> _DATASET RECORDS_:
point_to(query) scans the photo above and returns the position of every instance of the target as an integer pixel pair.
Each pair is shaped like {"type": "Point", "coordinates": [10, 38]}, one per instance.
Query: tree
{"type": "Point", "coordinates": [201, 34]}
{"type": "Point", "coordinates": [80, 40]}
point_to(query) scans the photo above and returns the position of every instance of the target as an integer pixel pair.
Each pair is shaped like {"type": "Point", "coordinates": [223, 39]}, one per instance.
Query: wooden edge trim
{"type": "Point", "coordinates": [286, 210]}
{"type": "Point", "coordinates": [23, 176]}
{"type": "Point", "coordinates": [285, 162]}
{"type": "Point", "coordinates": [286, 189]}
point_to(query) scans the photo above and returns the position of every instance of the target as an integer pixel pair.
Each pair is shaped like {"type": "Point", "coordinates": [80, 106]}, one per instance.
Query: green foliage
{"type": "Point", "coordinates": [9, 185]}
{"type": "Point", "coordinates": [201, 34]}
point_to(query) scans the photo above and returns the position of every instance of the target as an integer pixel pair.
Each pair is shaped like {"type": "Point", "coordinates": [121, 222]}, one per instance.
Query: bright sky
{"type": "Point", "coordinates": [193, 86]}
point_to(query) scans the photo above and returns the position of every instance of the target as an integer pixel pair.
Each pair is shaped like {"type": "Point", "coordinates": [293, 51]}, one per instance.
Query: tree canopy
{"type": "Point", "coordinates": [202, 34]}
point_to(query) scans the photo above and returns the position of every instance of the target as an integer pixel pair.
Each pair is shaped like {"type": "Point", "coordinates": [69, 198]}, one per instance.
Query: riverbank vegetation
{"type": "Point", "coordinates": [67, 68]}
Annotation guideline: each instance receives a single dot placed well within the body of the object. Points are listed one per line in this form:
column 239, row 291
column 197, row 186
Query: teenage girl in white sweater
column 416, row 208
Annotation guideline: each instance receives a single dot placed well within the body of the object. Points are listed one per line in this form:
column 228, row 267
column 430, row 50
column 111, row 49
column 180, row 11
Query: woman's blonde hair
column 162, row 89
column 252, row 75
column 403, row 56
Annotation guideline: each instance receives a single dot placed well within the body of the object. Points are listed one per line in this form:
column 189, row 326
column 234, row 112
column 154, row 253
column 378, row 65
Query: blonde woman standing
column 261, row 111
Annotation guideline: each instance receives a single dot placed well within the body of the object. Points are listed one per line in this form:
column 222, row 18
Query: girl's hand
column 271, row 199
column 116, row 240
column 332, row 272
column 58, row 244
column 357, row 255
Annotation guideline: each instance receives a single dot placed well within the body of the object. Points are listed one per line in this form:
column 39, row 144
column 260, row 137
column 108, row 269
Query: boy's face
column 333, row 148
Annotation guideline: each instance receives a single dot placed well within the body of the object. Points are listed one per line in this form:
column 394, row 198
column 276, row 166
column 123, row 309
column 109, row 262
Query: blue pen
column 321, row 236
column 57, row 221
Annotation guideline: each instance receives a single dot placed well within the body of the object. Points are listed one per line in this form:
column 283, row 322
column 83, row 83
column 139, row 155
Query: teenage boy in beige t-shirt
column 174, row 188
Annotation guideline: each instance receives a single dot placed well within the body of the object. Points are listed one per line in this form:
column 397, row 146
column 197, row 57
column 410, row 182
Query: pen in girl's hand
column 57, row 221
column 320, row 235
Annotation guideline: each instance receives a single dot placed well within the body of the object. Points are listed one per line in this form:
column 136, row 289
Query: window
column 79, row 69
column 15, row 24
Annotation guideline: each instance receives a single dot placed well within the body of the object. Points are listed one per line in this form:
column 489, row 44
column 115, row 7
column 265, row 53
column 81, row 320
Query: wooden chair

> _WORK ORDER_:
Wherever the word "like" turns up in the records above, copy the line that holds it.

> _EXERCISE OUTPUT_:
Each pair is shaped like {"type": "Point", "coordinates": [10, 38]}, one per instance.
Each pair is shaped like {"type": "Point", "coordinates": [223, 39]}, one per instance.
Each pair is shaped like {"type": "Point", "coordinates": [80, 106]}, one per instance.
Each pair is shaped like {"type": "Point", "coordinates": [121, 222]}, one per instance.
Each pair is shaped like {"type": "Point", "coordinates": [293, 51]}, one per instance.
Each pair is shaped like {"type": "Point", "coordinates": [69, 198]}, one per instance.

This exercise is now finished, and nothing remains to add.